Finishing “The Light We Lost” truly became an awakening point for Buzby. 

Finishing the novel

Sitting in the peace and quiet of Zach S. Henderson Library at Georgia Southern University, Buzby finished typing the last page of her book. The dream that felt so impossible for so long was now sitting at her fingertips, or so she believed. 

After finishing writing that last page, she thought to herself, “Let’s make this a real thing,” as she became set on publishing her novel. She began searching for a publishing house when a friend recommended one to her which would aid her in the process of self-publishing. The process of publishing the book became a roller coaster ride. 

Time after time, Buzby would tell people how she was writing a book and be met with skepticism and questioning. So much so, that her dream started to feel out of reach for her.

Reading through her book over six times before copy editing, she felt as though it was all pointless and never-ending. Buzby had to go through three different endings to her novel before she finally landed on the one that she chose. She explained how her editor literally applauded her for it, and that was when she knew that was the one. She never regretted keeping that ending and felt that it was the best way to wrap up Madelyn’s story.

→ Stored data entries:
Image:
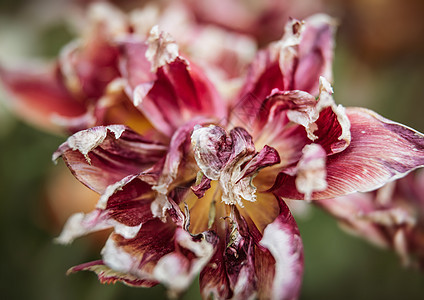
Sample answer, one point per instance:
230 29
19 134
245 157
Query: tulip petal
108 276
281 238
380 151
124 207
101 156
296 62
161 252
168 89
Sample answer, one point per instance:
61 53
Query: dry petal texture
203 191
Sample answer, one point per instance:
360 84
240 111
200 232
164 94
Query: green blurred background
386 78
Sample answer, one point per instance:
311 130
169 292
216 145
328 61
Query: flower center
230 159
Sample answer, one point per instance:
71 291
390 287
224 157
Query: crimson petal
103 155
380 151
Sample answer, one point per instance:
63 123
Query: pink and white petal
211 149
310 171
108 276
281 238
177 160
380 151
166 88
290 120
124 207
40 96
160 252
230 273
101 156
315 53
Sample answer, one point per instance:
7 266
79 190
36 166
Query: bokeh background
379 63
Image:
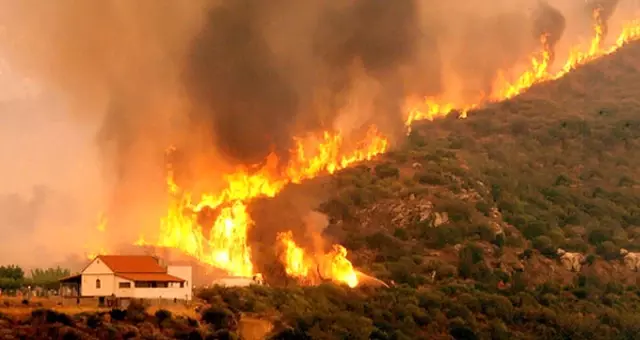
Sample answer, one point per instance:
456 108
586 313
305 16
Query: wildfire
226 245
311 269
223 243
101 227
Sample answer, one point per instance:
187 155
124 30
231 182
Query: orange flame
333 265
226 244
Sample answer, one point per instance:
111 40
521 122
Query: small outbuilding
130 276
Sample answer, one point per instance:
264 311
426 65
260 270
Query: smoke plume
601 12
549 23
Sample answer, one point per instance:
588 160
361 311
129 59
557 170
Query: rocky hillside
546 183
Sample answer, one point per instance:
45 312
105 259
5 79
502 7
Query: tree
48 278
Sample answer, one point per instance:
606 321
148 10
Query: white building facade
133 276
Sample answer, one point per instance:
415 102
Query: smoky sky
550 22
606 8
228 81
249 101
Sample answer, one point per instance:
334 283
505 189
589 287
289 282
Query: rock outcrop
571 261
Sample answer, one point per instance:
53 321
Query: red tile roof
132 264
158 277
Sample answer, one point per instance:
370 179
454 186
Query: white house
132 276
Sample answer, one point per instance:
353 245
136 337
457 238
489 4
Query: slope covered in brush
465 219
553 168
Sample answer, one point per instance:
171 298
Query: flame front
226 245
223 244
333 265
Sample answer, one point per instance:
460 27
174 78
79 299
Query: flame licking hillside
538 72
333 265
226 246
224 242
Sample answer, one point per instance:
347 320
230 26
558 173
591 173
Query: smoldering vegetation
549 25
229 81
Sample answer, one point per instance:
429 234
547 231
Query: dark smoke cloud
382 36
550 22
245 98
250 102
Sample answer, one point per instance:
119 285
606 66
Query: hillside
464 220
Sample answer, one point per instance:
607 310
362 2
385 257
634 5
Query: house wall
97 270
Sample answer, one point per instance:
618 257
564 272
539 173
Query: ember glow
537 72
311 269
224 243
226 247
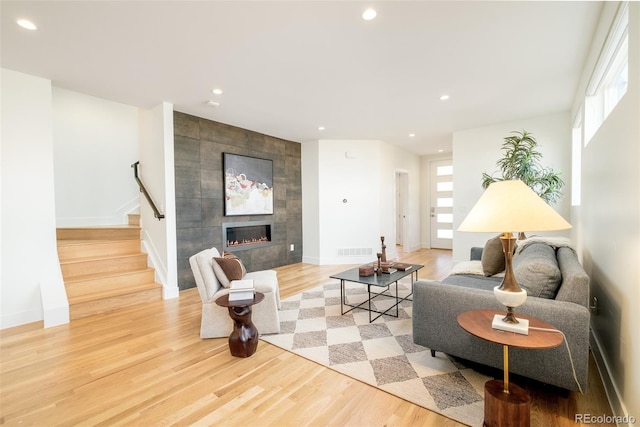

→ Aim of the exercise:
Copy the passage about Buzby finishing her novel word for word, from "Finishing the novel" to "roller coaster ride.", including both.

→ Result of the exercise:
Finishing the novel

Sitting in the peace and quiet of Zach S. Henderson Library at Georgia Southern University, Buzby finished typing the last page of her book. The dream that felt so impossible for so long was now sitting at her fingertips, or so she believed. 

After finishing writing that last page, she thought to herself, “Let’s make this a real thing,” as she became set on publishing her novel. She began searching for a publishing house when a friend recommended one to her which would aid her in the process of self-publishing. The process of publishing the book became a roller coaster ride.